Problem —
Please reproduce, exactly and in full, the lines from the one containing "the dog's paw" to the end of the material below.

━━━━

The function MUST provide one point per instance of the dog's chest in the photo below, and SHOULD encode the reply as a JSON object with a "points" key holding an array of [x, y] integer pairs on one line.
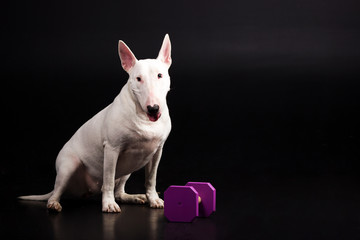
{"points": [[136, 152]]}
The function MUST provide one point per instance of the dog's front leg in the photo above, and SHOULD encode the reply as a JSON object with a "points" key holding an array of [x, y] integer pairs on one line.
{"points": [[108, 200], [150, 181]]}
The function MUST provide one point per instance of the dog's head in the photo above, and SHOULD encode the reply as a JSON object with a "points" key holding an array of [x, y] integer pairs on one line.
{"points": [[149, 79]]}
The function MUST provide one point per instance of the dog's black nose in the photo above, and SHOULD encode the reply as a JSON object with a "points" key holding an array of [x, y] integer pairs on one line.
{"points": [[153, 109]]}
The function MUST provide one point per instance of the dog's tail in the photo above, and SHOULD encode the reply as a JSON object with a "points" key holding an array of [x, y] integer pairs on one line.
{"points": [[44, 197]]}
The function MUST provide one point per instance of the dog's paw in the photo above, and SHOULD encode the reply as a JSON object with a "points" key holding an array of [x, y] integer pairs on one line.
{"points": [[156, 202], [54, 206], [110, 207], [132, 198]]}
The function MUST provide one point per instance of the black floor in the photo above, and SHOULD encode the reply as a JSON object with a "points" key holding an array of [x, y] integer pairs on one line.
{"points": [[324, 207]]}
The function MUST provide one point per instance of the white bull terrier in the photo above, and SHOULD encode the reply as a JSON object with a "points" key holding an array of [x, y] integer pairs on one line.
{"points": [[125, 136]]}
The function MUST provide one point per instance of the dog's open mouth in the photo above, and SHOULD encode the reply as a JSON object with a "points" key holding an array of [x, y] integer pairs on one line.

━━━━

Expected answer —
The function MUST provide one point per instance of the dog's paw in the photo above, and SHOULD encode the reply as a JSON object with a "points" key holding an array of [x, y] integer pairs on one line.
{"points": [[156, 202], [54, 206], [110, 207], [132, 198]]}
The function MUST provide one point per instance of the black floor in the photo above, and SHOULD encode the reply as a JSON object with a "points" key holding an array of [x, y] integer pairs on one line.
{"points": [[324, 207]]}
The function MUST provide one point per instance of the white bull terrier in the photo above, and SHOULD encode the reply as a JSON object with a "points" key holding an array of [x, y] integer pairs on one line.
{"points": [[125, 136]]}
The function MUST provide one point per instance of the dog's open mouth in the photo above, and SHOULD encode the reply as a JSON object with a "points" key holding an array of [x, y] integer pairs on one line.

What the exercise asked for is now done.